WHAT IS REQUIRED: Exactly reproduce the lines from the line that has "Exercise. Locate the white cheek" down to the last line of the entries, inclusive.

--- Start of DATA PROVIDED ---

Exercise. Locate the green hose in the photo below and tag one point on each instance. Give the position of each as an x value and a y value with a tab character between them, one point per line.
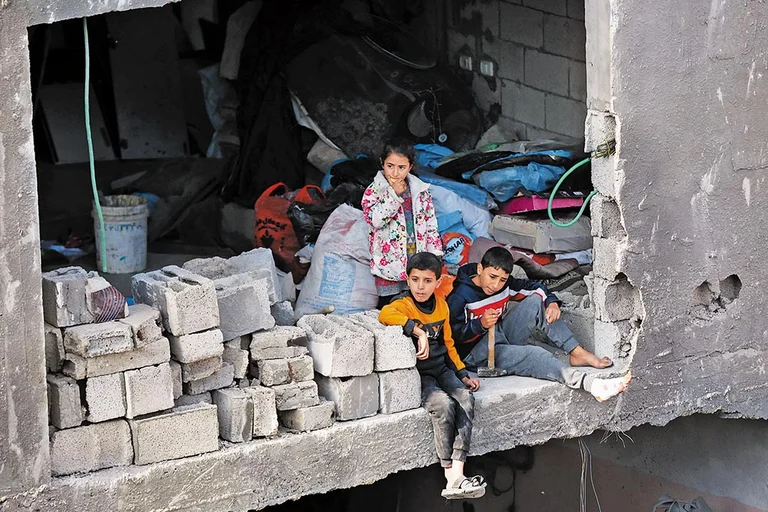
90	148
554	192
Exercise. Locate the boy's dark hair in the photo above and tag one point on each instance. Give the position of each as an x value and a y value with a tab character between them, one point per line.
400	146
498	257
425	261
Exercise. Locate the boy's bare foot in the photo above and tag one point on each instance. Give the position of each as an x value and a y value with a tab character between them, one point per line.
603	389
583	357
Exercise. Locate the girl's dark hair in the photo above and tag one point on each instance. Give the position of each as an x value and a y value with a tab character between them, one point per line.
400	146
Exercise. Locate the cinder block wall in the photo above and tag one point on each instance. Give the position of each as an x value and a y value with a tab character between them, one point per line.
538	47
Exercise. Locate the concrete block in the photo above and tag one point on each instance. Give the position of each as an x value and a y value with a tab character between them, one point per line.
296	394
338	349
264	410
235	410
399	390
237	357
609	257
91	447
546	72
105	397
566	37
273	372
354	397
259	261
176	377
64	406
280	336
301	368
566	116
523	104
392	349
577	81
145	323
282	312
306	419
199	346
189	430
92	340
202	398
558	7
278	353
200	369
148	390
244	305
187	302
521	25
606	218
54	348
80	367
221	379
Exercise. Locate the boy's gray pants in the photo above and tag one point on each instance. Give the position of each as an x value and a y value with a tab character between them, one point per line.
451	407
517	357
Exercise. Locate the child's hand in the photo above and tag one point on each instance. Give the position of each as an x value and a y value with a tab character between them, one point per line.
472	384
489	318
422	351
552	313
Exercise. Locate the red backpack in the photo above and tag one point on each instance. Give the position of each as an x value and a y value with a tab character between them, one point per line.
273	228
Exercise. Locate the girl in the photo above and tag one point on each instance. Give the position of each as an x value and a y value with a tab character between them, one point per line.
399	209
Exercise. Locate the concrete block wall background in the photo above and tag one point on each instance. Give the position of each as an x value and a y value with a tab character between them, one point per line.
538	49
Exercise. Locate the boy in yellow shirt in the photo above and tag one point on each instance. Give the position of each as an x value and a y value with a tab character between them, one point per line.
446	387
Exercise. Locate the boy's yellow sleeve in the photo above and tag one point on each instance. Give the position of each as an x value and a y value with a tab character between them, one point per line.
395	313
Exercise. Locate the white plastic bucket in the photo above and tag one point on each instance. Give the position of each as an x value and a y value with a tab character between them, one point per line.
125	227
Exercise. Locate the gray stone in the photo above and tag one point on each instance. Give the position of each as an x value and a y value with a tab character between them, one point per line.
338	347
198	346
80	367
176	376
354	397
65	408
235	410
399	390
54	348
237	357
202	398
200	369
105	397
244	304
187	302
223	378
148	390
282	312
279	337
186	431
273	372
301	368
264	410
92	340
145	323
91	447
392	349
295	395
306	419
261	354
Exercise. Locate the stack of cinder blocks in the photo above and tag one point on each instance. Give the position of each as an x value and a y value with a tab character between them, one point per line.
111	385
362	366
279	361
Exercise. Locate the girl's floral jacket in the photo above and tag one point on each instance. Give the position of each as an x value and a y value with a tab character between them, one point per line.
388	236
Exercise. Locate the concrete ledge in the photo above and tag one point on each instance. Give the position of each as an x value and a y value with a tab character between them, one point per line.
510	411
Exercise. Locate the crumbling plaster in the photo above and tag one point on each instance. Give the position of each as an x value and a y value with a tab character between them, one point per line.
685	88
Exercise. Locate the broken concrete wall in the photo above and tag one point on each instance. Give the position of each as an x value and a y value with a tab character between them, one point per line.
538	52
686	95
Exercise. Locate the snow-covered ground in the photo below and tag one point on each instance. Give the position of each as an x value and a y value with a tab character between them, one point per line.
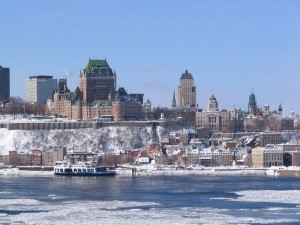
130	212
150	170
117	138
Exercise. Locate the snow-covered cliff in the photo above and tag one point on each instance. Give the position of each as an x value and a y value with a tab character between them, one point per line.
116	137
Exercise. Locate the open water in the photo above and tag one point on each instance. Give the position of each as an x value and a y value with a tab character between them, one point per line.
149	200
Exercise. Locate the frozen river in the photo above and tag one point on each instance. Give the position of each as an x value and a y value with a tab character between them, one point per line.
187	199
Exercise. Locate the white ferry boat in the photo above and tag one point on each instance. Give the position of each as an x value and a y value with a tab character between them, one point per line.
82	170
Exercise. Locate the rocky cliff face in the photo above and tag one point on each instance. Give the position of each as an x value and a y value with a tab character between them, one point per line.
118	138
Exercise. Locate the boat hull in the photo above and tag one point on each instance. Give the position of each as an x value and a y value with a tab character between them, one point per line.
86	174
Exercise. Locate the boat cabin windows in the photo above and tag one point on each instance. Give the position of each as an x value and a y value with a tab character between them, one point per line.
101	169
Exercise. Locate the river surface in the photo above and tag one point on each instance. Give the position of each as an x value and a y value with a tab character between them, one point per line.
149	200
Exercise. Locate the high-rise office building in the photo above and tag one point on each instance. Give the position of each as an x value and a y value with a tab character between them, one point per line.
97	81
4	83
39	88
186	91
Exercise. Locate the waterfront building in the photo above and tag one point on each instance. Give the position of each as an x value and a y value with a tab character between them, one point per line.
174	101
4	84
126	107
242	156
96	97
220	157
288	147
97	81
205	157
147	110
269	138
212	118
39	88
292	158
186	91
267	156
49	158
193	156
252	106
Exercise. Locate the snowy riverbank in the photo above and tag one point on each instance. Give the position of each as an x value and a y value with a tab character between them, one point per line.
153	171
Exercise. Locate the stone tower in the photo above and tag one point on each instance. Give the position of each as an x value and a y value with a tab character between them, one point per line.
186	91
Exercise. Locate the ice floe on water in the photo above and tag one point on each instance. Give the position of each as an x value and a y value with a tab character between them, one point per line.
122	212
275	196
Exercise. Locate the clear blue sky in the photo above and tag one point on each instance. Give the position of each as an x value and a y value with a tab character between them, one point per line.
230	47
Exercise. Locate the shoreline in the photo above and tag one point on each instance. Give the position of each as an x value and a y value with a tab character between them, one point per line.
150	171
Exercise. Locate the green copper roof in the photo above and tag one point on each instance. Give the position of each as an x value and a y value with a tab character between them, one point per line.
97	68
186	75
252	101
212	98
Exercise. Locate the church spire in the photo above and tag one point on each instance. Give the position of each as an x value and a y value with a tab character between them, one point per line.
174	101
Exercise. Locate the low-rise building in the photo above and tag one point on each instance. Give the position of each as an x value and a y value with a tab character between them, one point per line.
267	156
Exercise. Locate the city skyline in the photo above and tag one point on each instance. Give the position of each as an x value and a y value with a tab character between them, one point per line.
230	48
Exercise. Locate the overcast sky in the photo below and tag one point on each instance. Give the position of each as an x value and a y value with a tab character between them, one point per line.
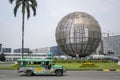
40	30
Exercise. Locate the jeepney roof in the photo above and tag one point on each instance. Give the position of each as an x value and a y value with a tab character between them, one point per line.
35	60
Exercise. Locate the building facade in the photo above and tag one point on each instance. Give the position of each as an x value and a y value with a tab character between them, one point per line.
25	50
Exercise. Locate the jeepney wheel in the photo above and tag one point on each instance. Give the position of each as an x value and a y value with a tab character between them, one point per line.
59	72
29	73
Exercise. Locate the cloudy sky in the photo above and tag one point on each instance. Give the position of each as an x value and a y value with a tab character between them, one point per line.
40	30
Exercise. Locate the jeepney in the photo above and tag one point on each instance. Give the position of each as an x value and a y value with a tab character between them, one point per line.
39	66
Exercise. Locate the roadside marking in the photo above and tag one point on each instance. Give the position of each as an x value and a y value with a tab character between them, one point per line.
2	75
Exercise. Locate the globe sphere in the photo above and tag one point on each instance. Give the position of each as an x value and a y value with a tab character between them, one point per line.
78	33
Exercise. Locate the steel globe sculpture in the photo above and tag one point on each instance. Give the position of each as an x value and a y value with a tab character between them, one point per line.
78	33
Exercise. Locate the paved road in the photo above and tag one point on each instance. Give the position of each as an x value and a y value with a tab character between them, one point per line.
70	75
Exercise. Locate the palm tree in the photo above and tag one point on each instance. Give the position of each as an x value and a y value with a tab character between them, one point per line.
26	5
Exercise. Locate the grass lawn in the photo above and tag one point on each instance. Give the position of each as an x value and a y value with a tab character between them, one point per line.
78	66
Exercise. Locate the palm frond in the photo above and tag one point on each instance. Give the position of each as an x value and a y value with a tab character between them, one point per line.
34	2
34	10
16	8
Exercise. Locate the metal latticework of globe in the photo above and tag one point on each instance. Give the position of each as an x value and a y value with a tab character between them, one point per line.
78	33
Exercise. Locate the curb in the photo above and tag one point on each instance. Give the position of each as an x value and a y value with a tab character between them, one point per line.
107	70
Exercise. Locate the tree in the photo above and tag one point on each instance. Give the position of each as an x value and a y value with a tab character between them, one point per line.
26	5
2	57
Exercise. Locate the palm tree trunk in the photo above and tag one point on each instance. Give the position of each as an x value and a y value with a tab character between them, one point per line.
23	35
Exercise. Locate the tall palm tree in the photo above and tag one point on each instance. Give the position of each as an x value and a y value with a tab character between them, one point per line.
26	5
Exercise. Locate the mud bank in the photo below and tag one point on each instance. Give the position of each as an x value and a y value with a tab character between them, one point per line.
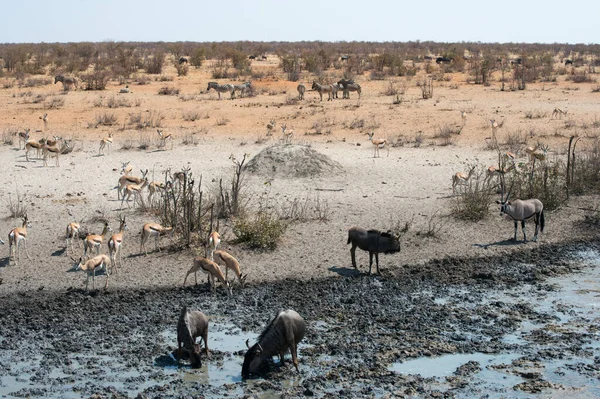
515	325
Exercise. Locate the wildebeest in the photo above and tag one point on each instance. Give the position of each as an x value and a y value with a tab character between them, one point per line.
284	332
521	210
192	324
374	241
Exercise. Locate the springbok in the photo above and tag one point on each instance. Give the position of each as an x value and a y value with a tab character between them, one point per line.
378	143
23	137
192	324
213	271
558	112
164	138
94	241
105	142
373	241
521	210
287	135
71	234
222	257
44	118
270	127
127	179
154	230
242	88
461	178
301	89
134	190
97	263
214	239
115	243
68	83
226	88
348	86
17	236
323	89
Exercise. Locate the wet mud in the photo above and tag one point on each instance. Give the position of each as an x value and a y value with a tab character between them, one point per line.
521	325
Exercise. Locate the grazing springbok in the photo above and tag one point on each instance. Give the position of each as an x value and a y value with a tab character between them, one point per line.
287	135
301	89
373	241
134	190
284	333
539	152
23	137
71	234
192	324
16	238
349	85
94	241
154	230
115	243
243	88
378	143
68	83
214	239
32	144
270	127
222	257
226	88
128	179
91	266
105	142
558	112
213	271
521	210
323	89
164	138
461	178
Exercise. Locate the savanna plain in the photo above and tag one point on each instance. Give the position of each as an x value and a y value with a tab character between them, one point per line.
462	310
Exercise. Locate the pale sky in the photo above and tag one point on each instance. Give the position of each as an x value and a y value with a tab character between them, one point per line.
551	21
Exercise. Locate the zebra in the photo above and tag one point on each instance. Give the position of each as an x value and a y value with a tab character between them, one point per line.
67	82
323	89
348	86
242	88
301	89
226	88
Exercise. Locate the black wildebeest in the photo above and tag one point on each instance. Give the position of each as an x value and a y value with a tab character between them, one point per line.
192	324
521	210
374	241
284	332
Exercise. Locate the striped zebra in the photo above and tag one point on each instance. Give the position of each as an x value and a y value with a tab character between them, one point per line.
242	88
226	88
323	89
301	89
67	82
348	86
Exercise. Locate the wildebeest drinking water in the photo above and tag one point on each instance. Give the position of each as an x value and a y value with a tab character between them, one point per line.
374	241
192	324
284	332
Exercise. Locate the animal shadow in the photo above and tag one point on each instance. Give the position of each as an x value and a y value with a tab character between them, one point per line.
345	271
507	242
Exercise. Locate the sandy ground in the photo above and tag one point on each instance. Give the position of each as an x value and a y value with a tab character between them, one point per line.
412	183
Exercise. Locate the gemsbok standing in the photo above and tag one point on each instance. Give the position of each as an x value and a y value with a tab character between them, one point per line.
16	238
521	210
373	241
226	88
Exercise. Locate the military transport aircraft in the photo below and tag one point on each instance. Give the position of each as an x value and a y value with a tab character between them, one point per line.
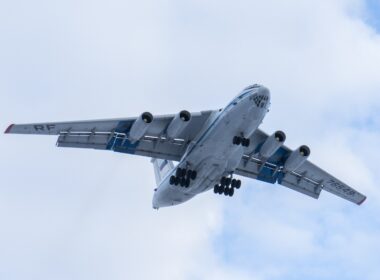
210	146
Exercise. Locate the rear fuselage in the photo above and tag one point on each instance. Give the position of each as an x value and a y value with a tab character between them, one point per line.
213	154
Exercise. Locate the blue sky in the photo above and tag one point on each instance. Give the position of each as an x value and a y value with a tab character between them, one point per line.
373	7
83	214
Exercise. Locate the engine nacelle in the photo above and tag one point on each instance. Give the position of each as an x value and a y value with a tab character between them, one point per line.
178	124
297	158
272	144
140	127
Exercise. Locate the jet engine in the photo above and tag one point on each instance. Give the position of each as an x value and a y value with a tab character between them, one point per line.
272	144
297	158
178	124
140	127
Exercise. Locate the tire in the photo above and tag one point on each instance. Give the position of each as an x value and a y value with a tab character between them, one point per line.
179	172
233	183
183	173
220	190
226	191
247	142
231	192
193	175
223	181
183	182
228	182
238	184
172	180
176	182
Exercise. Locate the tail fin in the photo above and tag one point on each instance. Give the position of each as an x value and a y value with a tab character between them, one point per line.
161	168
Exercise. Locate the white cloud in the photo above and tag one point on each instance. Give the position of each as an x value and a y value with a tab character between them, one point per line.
87	215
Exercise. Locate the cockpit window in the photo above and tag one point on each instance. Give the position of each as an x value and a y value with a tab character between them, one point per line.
252	86
260	100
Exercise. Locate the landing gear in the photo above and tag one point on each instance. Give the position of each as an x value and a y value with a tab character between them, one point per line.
245	142
183	177
227	186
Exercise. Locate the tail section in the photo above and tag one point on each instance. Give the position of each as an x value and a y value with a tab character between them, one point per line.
161	168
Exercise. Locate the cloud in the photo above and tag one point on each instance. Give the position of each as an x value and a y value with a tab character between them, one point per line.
83	214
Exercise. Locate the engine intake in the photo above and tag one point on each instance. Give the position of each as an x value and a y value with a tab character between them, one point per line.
140	126
178	124
297	158
272	144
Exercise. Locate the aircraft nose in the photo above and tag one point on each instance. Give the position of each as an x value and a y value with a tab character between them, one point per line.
263	91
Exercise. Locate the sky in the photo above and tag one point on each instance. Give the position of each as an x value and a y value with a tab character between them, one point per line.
85	214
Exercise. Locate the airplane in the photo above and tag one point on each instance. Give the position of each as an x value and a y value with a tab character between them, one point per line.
211	147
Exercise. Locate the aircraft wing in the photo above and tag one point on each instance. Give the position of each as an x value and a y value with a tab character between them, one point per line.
112	134
308	179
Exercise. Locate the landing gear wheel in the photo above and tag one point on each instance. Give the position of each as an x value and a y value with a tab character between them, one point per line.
226	191
238	184
172	180
193	175
183	182
179	172
246	142
231	192
176	182
221	190
216	189
223	181
228	182
233	183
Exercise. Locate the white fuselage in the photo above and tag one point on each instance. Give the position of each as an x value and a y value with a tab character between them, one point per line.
212	154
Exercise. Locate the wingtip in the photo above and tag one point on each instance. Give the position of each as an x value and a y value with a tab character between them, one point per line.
361	202
8	130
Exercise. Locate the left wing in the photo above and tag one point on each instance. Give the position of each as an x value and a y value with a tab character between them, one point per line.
307	179
112	134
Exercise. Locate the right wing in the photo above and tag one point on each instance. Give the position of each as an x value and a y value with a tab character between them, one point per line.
308	179
112	134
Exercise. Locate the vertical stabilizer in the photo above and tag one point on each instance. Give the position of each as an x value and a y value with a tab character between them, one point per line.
161	168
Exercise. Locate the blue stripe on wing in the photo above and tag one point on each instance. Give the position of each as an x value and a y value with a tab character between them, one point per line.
268	175
122	145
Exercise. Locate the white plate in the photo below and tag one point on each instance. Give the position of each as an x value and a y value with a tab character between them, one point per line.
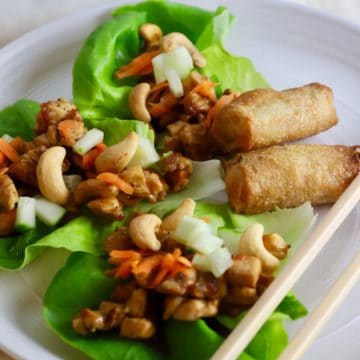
291	45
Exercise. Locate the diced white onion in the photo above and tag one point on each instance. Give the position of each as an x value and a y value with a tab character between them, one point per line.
88	141
179	60
196	234
219	261
231	239
205	244
158	63
145	154
189	228
25	214
72	181
48	212
7	138
201	262
175	83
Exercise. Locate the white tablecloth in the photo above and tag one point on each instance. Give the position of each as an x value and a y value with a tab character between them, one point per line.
20	16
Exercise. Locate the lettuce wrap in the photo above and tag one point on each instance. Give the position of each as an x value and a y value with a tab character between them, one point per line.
74	288
86	232
116	42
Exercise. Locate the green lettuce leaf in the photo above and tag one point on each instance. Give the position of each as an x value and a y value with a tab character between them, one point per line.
82	283
85	233
270	340
116	42
197	340
73	288
232	72
291	224
19	119
115	129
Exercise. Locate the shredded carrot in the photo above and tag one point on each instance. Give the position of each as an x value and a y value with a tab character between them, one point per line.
17	143
2	160
224	100
167	102
88	159
148	264
116	180
184	261
160	86
167	264
3	170
207	219
178	268
119	256
126	268
206	89
9	151
141	65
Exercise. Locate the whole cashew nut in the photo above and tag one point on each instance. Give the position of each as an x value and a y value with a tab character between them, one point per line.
49	175
171	222
8	193
137	102
175	39
115	158
276	245
151	34
251	243
7	222
91	189
142	231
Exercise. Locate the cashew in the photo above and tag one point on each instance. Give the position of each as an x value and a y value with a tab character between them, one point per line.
8	193
49	175
151	34
276	245
93	189
115	158
142	230
7	222
137	102
251	243
175	39
171	222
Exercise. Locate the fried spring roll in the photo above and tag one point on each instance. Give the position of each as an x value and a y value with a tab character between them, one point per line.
264	117
287	176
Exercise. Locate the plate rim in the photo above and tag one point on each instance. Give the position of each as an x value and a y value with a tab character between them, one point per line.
17	46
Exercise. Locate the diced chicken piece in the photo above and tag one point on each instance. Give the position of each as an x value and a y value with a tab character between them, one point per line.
109	208
209	287
194	309
179	283
25	169
118	240
123	291
137	303
93	320
8	194
171	303
137	328
114	314
245	271
241	295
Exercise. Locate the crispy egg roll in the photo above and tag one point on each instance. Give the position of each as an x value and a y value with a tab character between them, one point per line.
264	117
289	175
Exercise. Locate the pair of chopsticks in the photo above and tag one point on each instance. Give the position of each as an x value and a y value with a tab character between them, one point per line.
240	337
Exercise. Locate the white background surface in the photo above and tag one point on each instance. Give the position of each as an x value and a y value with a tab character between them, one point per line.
17	17
20	16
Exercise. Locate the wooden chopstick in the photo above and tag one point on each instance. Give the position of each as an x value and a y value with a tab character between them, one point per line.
239	338
323	312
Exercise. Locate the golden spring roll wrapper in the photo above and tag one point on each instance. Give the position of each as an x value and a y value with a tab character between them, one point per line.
287	176
264	117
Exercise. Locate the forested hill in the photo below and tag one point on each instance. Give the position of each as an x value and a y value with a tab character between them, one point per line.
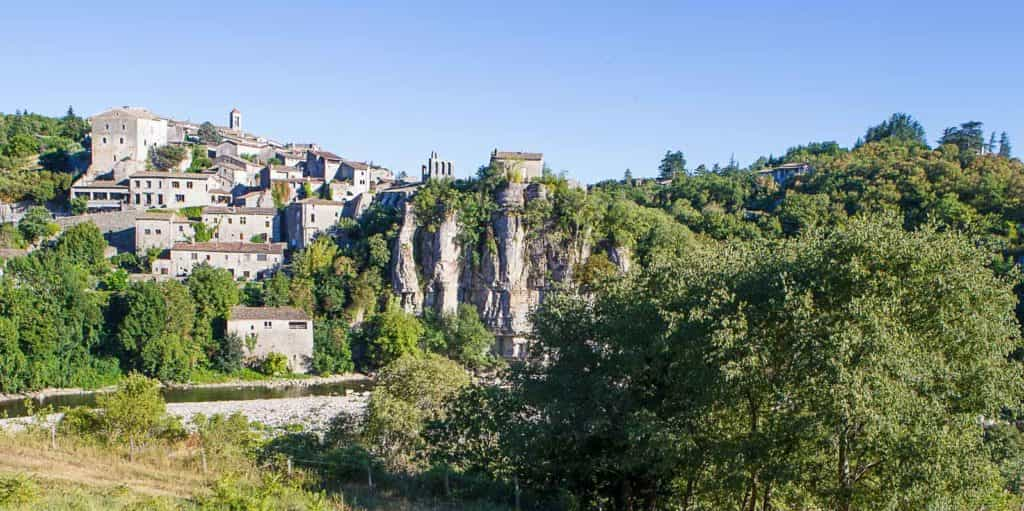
39	155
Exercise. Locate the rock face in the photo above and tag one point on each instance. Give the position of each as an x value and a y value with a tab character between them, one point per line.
430	269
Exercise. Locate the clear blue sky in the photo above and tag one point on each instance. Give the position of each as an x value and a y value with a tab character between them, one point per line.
596	87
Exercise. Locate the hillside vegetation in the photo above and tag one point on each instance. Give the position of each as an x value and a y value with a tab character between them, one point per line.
849	339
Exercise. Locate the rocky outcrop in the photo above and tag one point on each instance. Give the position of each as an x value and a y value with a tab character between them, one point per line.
504	280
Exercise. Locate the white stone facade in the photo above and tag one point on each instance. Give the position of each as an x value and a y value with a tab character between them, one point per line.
248	261
274	330
242	224
124	133
161	230
304	219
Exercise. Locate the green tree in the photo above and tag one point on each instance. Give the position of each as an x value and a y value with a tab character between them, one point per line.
83	244
411	392
132	412
208	133
168	157
465	339
393	333
901	127
332	353
817	370
672	165
1006	150
275	290
79	206
35	223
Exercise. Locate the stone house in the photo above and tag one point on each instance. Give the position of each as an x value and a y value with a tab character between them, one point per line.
124	133
249	261
161	230
243	224
437	168
527	165
274	330
255	199
783	174
323	164
176	189
305	218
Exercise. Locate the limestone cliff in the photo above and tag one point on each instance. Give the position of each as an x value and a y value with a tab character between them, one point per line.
430	269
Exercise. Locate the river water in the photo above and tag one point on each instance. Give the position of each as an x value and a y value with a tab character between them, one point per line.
16	408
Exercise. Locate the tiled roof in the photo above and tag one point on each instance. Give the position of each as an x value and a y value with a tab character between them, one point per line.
171	175
514	155
232	247
218	210
128	113
290	313
161	215
357	165
321	202
327	155
8	253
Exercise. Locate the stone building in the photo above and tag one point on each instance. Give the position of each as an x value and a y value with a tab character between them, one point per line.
323	164
249	261
243	224
161	230
124	133
176	189
274	330
437	168
305	218
526	166
235	120
783	174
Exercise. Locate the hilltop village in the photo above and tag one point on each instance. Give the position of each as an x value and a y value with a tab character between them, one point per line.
181	195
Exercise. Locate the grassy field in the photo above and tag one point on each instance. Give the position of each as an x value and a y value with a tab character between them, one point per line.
79	474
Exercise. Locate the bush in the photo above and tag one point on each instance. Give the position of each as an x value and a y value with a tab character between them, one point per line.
79	205
35	223
273	365
17	490
229	354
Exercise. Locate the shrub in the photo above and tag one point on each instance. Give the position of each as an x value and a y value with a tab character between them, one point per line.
17	490
273	365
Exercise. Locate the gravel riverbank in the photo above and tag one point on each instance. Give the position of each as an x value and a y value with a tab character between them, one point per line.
312	412
278	383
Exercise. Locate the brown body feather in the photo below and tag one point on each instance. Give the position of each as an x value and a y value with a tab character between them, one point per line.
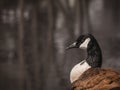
98	79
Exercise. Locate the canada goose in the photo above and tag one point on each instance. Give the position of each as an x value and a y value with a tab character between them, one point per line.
88	75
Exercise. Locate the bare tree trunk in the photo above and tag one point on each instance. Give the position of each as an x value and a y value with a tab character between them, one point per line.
86	23
78	18
20	45
48	50
35	47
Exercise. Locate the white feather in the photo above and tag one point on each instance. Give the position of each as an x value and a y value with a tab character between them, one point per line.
78	70
85	43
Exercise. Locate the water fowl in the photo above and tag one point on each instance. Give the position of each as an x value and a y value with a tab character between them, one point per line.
88	74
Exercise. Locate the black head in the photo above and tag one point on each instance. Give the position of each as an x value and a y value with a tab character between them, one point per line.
89	43
84	42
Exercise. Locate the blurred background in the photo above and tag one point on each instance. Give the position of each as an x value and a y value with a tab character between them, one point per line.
35	33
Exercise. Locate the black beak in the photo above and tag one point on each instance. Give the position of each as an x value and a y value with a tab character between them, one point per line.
71	46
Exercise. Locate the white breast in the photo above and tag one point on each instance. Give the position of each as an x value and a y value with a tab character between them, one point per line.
78	70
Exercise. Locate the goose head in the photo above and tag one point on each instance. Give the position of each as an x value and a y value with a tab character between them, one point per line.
93	59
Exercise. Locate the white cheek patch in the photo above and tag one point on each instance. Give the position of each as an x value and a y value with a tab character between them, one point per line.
78	70
85	43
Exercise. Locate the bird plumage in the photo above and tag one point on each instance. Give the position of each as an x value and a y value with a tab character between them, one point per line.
92	77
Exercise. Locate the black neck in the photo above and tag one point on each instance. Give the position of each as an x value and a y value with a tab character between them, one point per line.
94	57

--- End of DATA PROVIDED ---

WORKED ANSWER:
Exercise. Locate the white cheek patch in the photo above and tag one point on each instance. Give the position of each as an x value and a y value with a tab character between them, one point per line.
78	70
85	43
Exercise. Locate the bird plumage in the photo above and tag one point on each instance. Give the position of each as an x value and a y value with a tab character between them, one point per line.
92	77
Exercise. Locate the black neck in the photo above and tag one point on each instance. Give the position of each as an x value and a y value with a tab character between them, one point per line.
94	57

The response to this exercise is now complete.